◆ Extract ◆

Production Example 1: Production 1 of Cerium Oxide Particles
[0066] Cerium oxide particles were produced to prepare the
sunscreen compositions according to the present invention. Cerium
hydroxide, cerium carbonate, cerium nitrate, cerium chloride, and
ammonium cerium nitrate may be used individually or blended and
mixed. Heat treatment was performed on cerium carbonate at 500 to
1200.degree. C. for 12 hours to obtain cerium oxide particles. The
cerium oxide particles were then mixed at a 1:1 ratio with zirconia
beads and ground in a bead mill for 2 hours to obtain cerium oxide
particles at a size of 130 nm.
Production Example 2: Production 2 of Calcium-Cerium Oxide
Particles
[0067] Calcium-cerium oxide particles were produced to prepare the
sunscreen compositions according to the present invention. Cerium
hydroxide, cerium carbonate, cerium nitrate, cerium chloride, and
ammonium cerium nitrate may be used individually or blended and
mixed. Calcium carbonate, as the calcium salt corresponding to the
cerium salt, was added at a ratio of 0.1:99.9 based on the weight
percentage of calcium to cerium, and heat treatment was performed
on the cerium carbonate-calcium carbonate mixture at 500 to
1200.degree. C. for 12 hours to obtain calcium-cerium oxide
particles. The calcium-cerium oxide particles were then mixed at a
1:1 ratio with zirconia beads and ground in a bead mill for 1.5
hours to obtain calcium-cerium oxide particles (0.1Ca:99.9Ce) at a
size of 200 nm.

◆ Problems to work on ◆
A. Using the production examples, say whether each statement agrees with the text. Answer yes or no, and quote the words that decide it. (i) In Production Example 1, the cerium carbonate was heat-treated for 12 hours. (ii) In Production Example 2, the particles were ground in the bead mill for 2 hours. (iii) The particles from Production Example 1 ended up larger than those from Production Example 2.
B. Translate this sentence from the production examples into Spanish: "The cerium oxide particles were then mixed at a 1:1 ratio with zirconia beads and ground in a bead mill for 2 hours to obtain cerium oxide particles at a size of 130 nm."

◆ Recorded information ◆

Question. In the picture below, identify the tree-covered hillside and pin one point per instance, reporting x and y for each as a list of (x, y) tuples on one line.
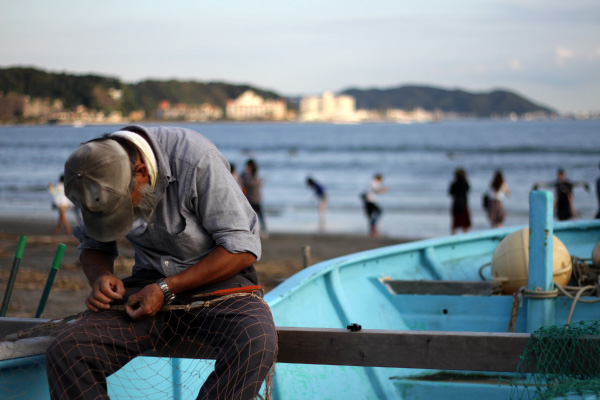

◆ Solutions for each task ◆
A.
(i) Yes: "for 12 hours to obtain cerium oxide particles"
(ii) No: "ground in a bead mill for 1.5 hours"
(iii) No: "at a size of 130 nm" and "at a size of 200 nm"

B. Luego, las partículas de óxido de cerio se mezclaron en una proporción de 1:1 con perlas de zirconia y se molieron en un molino de perlas durante 2 horas para obtener partículas de óxido de cerio de un tamaño de 130 nm.